__Task prompt__:
Rescale the data from the line with "showerhead visible in the provided image." to the line with "[131,0,255,427]", both lines included. Give back every line in that range, requests included, and multiply each bounding box coordinate in the answers by 1.4, rounding to whole numbers with halves rounded up; return only those lines.
** BEGIN **
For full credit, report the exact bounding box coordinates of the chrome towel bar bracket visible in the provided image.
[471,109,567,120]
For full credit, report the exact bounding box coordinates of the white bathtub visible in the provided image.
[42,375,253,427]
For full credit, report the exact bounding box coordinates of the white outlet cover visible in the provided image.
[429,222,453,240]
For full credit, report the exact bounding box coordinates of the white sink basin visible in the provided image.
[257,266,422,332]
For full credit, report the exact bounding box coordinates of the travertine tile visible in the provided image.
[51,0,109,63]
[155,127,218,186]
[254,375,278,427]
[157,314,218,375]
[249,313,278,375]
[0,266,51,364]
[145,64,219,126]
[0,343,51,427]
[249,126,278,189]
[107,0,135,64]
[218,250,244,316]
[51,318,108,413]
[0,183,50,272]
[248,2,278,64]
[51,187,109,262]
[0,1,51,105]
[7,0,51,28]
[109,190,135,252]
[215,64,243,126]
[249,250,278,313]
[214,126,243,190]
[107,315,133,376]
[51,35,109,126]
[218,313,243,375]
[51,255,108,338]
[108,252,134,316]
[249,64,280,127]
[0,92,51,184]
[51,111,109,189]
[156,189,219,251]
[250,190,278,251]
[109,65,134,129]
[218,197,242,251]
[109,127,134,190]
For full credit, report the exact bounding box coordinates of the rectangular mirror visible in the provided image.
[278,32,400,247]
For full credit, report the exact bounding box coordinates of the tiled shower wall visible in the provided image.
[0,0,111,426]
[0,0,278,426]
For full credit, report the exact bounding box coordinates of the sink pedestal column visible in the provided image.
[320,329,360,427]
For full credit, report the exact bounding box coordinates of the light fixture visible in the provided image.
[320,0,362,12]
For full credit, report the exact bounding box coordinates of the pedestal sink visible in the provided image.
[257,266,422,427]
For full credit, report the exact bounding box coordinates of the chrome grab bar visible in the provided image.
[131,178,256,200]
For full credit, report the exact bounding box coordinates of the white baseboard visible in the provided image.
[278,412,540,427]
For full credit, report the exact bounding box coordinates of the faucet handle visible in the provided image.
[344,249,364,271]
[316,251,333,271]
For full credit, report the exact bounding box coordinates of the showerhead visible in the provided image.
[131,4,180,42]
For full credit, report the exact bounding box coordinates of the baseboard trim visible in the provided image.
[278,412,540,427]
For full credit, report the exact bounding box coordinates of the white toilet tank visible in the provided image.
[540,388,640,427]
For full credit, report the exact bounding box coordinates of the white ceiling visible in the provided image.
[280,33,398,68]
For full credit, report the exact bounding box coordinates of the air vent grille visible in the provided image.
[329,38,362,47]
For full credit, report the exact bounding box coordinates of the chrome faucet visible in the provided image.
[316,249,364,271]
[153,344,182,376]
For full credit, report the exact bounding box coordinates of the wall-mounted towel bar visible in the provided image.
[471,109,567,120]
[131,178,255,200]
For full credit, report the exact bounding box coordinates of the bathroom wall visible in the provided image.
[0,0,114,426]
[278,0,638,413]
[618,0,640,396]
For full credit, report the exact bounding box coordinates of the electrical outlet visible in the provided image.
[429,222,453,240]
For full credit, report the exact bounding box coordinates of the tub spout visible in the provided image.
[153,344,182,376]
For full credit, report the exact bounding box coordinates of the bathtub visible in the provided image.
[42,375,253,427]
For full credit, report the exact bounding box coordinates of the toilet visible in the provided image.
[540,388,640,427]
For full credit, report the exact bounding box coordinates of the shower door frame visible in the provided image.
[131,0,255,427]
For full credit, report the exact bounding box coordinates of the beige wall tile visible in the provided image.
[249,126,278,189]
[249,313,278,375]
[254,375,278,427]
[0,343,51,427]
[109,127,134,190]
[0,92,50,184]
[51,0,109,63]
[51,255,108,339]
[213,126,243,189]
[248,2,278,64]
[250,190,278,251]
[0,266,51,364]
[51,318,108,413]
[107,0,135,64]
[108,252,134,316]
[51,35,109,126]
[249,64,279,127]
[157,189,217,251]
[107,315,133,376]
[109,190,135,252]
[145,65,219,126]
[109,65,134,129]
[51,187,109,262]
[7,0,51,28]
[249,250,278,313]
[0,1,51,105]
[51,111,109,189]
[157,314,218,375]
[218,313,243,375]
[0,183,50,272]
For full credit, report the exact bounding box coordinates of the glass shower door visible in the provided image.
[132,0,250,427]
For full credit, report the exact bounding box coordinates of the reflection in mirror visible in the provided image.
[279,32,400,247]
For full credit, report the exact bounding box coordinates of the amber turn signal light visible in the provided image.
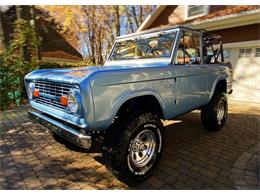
** END **
__Expected output__:
For full credit, report the exact bounding box coordinates of the showerhead visible in the provided image.
[183,6,252,59]
For full credit, report the exact bounding box coordinates of the baseboard trim visible in the provided image.
[389,577,756,598]
For full credit, report the exact bounding box coordinates of the white toilet tank visible in the provided image.
[756,543,896,598]
For full credit, report the exact bounding box coordinates of the white ceiling visible in the provided image.
[392,46,557,95]
For full credit, report the exact bounding box coordinates of the air vent grille visible in the provided image.
[461,53,507,66]
For full credit, report the exact bounding box coordinates of the chrome faucet visible in the provided image.
[442,349,510,379]
[214,482,255,526]
For full credit, report the exact bounding box coordinates of the wall-mounted towel bar visible in the provided image.
[659,153,794,168]
[183,249,357,280]
For full credit, report the exact bounding box coordinates of the bathroom wall visible in the provided image.
[0,0,160,596]
[389,0,893,578]
[865,0,896,554]
For full credit, report the exact bounding box coordinates of the electrical outlet visible in the provided image.
[601,311,634,336]
For full credit, report the exact bounding box coordinates of the tub spout visible in the provided image.
[214,482,255,526]
For full credit, report the exact bounding box coordinates of the bathtub visible in the provided image.
[59,525,354,598]
For full credit, report the exact bounding box coordinates of the toilet visible in the provided image.
[756,543,896,598]
For full credit, report the exact bounding box coordinates of the shower door frame visible in the provided image.
[183,0,357,598]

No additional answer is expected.